**PAGE EXCERPT**
>> Begin
The poem's speaker is the nurse of the title (a woman in charge of a group of children). When the poem begins, it's getting late, and the sun is setting. The children in the nurse's care are still playing outside.
Line 1 actually beings with the same phrase that begins the version of "Nurse's Song" from the Innocence section of Blake's collection, placing these two poems in conversation. In the other "Nurse's Song," the nurse can hear children's voices "on the green" and their laughter from the hill. Here, however, that laughter gets replaced with "whisperings [...] in the dale," or the valley.
The sounds of joy thus give way to something stranger and more disquieting. Perhaps the whispers speak to the fact that the nurse is now excluded from the joys of youth (because she is an adult); it's as though the children have their own club that she's not allowed to join. The whispers might also suggest suspicion, secrecy, or even illicit behavior.
>> End
**Records from a point-labeling set**
>> Begin
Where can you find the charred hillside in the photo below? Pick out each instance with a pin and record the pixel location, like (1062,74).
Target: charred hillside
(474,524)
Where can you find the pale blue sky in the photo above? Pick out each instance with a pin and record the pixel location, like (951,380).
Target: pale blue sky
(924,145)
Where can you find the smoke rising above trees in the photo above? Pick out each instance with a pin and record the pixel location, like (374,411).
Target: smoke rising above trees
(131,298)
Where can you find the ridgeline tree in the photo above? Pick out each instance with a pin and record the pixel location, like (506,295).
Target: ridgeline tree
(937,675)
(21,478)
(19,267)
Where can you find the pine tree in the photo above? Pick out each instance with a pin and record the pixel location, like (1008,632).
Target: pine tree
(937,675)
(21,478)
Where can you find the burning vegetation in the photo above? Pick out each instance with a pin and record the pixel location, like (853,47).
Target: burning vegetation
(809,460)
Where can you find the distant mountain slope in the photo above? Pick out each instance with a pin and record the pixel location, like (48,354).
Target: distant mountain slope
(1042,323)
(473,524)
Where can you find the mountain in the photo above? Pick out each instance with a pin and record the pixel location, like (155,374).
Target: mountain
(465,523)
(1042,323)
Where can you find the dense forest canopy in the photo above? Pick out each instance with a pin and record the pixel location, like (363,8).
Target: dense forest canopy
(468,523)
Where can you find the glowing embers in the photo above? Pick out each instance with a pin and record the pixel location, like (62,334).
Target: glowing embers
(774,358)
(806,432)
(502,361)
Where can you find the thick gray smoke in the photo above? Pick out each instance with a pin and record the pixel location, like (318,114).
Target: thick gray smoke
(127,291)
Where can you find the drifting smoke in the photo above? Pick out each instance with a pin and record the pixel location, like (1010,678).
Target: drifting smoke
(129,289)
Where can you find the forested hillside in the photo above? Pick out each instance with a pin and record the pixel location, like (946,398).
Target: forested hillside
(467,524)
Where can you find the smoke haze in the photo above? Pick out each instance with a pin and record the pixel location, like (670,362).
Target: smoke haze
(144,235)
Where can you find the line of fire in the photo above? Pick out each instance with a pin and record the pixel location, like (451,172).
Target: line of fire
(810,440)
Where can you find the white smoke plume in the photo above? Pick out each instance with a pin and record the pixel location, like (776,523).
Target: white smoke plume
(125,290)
>> End
Decide whether each statement below agrees with the commentary on Blake's "Nurse's Song." Answer yes or no for each, and quote the commentary's deciding words exactly. (a) The nurse is a woman responsible for a group of children. (b) When the poem opens, the children have already gone indoors. (c) The commentary suggests the whispers could point to secrecy.

**WORKED ANSWER**
(a) Yes: "a woman in charge of a group of children"
(b) No: "The children in the nurse's care are still playing outside."
(c) Yes: "The whispers might also suggest suspicion, secrecy, or even illicit behavior."